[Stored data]
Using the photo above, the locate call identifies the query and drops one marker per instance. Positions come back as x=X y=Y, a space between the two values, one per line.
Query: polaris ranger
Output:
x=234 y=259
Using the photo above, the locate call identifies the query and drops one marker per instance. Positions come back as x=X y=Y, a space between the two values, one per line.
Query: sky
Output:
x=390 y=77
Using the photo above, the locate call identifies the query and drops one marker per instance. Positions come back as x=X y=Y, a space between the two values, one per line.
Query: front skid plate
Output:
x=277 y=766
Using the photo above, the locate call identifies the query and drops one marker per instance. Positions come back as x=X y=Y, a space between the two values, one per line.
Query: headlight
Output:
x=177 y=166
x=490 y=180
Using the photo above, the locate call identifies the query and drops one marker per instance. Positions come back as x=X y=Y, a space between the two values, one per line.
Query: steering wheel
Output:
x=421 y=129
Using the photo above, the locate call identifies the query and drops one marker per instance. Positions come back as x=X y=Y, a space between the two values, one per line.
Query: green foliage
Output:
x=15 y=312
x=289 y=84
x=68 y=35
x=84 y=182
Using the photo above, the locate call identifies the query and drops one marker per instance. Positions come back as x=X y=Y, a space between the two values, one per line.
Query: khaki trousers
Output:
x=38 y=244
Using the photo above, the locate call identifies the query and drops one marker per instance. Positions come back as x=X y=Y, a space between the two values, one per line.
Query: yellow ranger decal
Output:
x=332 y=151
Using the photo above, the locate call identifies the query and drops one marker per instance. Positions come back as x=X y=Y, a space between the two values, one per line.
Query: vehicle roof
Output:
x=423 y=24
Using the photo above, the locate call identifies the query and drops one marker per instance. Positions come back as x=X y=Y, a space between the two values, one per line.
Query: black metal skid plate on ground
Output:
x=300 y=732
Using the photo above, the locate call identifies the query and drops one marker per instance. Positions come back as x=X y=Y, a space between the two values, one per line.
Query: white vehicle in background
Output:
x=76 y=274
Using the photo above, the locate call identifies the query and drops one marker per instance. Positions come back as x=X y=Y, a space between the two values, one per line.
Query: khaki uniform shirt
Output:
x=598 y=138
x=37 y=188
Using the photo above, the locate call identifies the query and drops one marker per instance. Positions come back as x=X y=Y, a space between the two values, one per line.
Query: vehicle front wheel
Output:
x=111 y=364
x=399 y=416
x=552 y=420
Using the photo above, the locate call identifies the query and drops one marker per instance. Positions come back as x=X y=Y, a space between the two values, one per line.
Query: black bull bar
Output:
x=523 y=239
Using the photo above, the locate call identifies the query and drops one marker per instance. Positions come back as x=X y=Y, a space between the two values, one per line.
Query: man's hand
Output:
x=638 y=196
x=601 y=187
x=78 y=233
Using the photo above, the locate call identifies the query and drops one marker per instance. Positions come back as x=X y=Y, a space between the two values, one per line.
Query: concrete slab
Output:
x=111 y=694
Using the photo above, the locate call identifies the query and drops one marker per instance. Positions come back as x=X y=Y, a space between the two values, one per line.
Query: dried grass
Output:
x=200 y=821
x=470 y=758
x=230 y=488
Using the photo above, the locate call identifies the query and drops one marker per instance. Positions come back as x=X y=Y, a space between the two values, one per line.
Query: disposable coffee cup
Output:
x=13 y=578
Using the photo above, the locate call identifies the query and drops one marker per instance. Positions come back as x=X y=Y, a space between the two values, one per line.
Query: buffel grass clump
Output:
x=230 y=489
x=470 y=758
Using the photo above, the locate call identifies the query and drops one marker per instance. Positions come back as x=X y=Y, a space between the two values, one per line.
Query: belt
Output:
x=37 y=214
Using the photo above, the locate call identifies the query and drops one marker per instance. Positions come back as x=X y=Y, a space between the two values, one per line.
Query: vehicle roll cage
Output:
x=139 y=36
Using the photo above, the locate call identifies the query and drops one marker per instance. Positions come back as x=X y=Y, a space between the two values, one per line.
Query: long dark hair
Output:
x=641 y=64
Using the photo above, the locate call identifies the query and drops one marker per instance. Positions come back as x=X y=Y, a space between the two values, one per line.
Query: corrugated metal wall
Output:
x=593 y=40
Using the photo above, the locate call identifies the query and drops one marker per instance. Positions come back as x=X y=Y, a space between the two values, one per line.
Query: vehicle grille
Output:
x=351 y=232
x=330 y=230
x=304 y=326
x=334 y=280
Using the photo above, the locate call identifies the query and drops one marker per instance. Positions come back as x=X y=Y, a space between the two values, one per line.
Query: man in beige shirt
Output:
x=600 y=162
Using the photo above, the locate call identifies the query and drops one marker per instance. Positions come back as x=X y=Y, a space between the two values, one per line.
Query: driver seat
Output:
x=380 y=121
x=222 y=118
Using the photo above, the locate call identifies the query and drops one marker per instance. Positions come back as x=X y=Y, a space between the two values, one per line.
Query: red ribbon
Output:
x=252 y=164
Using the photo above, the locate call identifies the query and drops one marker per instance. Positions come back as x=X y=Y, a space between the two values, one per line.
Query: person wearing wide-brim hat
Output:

_Task details:_ The records above must be transcribed in full, word for word.

_Written answer:_
Using the photo above, the locate call identifies the query and drops one marker per instance. Positions come back as x=X y=Y, a space between the two values, one per line.
Query: polaris ranger
Output:
x=234 y=259
Using the photo above, the locate call identifies the query and drops one marker per instance. Positions come back as x=X y=Y, a space between the two values, one per line.
Query: sky
Output:
x=390 y=77
Using the photo above, the locate call identifies the query and drops one marker per instance. Positions come back as x=X y=Y, a space between the two values, one per line.
Query: front skid plate
Output:
x=277 y=766
Using the photo above, the locate call identifies the query and drops one marker per instance. Positions come back as x=X y=Y, a space between the two values, one per line.
Query: headlight
Output:
x=177 y=166
x=490 y=180
Using the photo above, the locate call identifies the query and drops one marker per instance. Positions come back as x=X y=Y, a space between the two values, one per line.
Query: steering wheel
Output:
x=421 y=129
Using the photo above, the locate call identifies the query and drops one marker per instance. Positions come back as x=X y=Y, a space between the two values, one per line.
Query: green foliage
Output:
x=15 y=312
x=289 y=84
x=68 y=35
x=84 y=182
Using the photo above, the locate call identifies the query and drops one marker per instance. Positions come back as x=X y=Y, a space between the two values, one per line.
Query: khaki trousers
Output:
x=38 y=244
Using the photo above, the locate call identifies the query and drops one marker per instance. Positions come back as x=X y=Y, a space between the two values, one per line.
Query: yellow ranger decal
Output:
x=332 y=151
Using the photo above, the locate call identifies the query and drops one marker per instance. Positions come back as x=X y=Y, a space between the two values, one per line.
Query: vehicle roof
Output:
x=423 y=24
Using the photo above, the locate call identifies the query and drops one marker per instance. Positions come back as x=X y=Y, a space between the two values, one per line.
Query: black metal skid plate on ground
Output:
x=300 y=732
Using the photo above, the locate call identifies the query and drops one marker per instance. Positions come back as x=X y=Y, a space between the two values, one per line.
Query: white vehicle in background
Output:
x=76 y=274
Using the photo above, the locate call identifies the query and drops one marker per instance. Positions come back as x=X y=Y, a space between the two values, one per line.
Query: khaki uniform shirt
Output:
x=598 y=138
x=37 y=188
Using the photo above, the locate call identifies the query and drops one marker per instance. Positions come back as x=X y=Y, a space between the two values, one per line.
Query: vehicle front wheel
Output:
x=111 y=364
x=399 y=416
x=552 y=420
Using the photo above, the locate call identifies the query and drops one marker per instance. Positions come back as x=X y=Y, a space between the two values, one per line.
Query: black bull bar
Output:
x=523 y=239
Using the photo above, the locate call identifies the query and drops one marker per instance. Positions come back as x=X y=Y, a space between the two values, one per line.
Query: man's hand
Output:
x=638 y=196
x=601 y=187
x=78 y=233
Using the photo above, the locate call identifies the query and drops one marker per instance. Positions come back as x=X y=Y, a space between the two values, one per line.
Query: concrete slab
Output:
x=111 y=694
Using the photo above, the locate call identifies the query and drops one marker per instance. Positions come back as x=X y=Y, a space between the two values, one per line.
Query: dried grass
Output:
x=200 y=821
x=470 y=758
x=230 y=488
Using the photo above, the locate call identifies the query and drops one marker per instance. Positions come back as x=X y=Y, a space between the two values, one per line.
Query: disposable coffee cup
Output:
x=13 y=578
Using the photo above, the locate call identifies the query and drops one marker per instance. Positions come back as x=X y=Y, a space between the two values, one per line.
Query: buffel grass clump
Output:
x=230 y=489
x=470 y=758
Using the photo above, the locate call identifies the query and drops one marker per instance. Positions come back as x=X y=Y, a space between the two values, one per line.
Query: belt
Output:
x=37 y=214
Using the photo above, the locate call identifies the query and drops one marker per instance. Positions come back as x=X y=Y, a space between the two values, one per line.
Query: vehicle roll cage
Output:
x=139 y=36
Using the photo above, the locate call identifies the query and drops one marker per instance. Positions come back as x=X y=Y, a space between the two values, one per line.
Query: long dark hair
Output:
x=641 y=64
Using the photo above, the locate call identifies the query and drops one marker per instance. Positions come back as x=X y=Y, a space between the two values, one per line.
Query: corrugated metal wall
Output:
x=593 y=40
Using the photo above, the locate call identifies the query and drops one marker per instance. Positions come back as x=X y=Y, a space between the two values, one per line.
Query: vehicle grille
Output:
x=351 y=232
x=330 y=230
x=304 y=326
x=334 y=280
Using the photo above, the locate call identifies the query and drops one marker per instance. Positions come back as x=X y=Y, a space between the two values, one per line.
Query: man in beige shirt
Output:
x=600 y=162
Using the photo above, the locate call identifies the query and drops one marker per instance. Positions come back as x=X y=Y, a space between the two values, one per line.
Query: driver seat
Output:
x=380 y=121
x=222 y=118
Using the photo above, the locate call identifies the query and drops one marker per instance. Positions come back as x=X y=Y, a space between the two values, one per line.
Query: red ribbon
Output:
x=252 y=164
Using the photo above, the locate call identifies the query and drops one marker per instance. Positions come back as x=X y=Y, a space between the two values, one per line.
Query: person wearing wide-brim hat
Output:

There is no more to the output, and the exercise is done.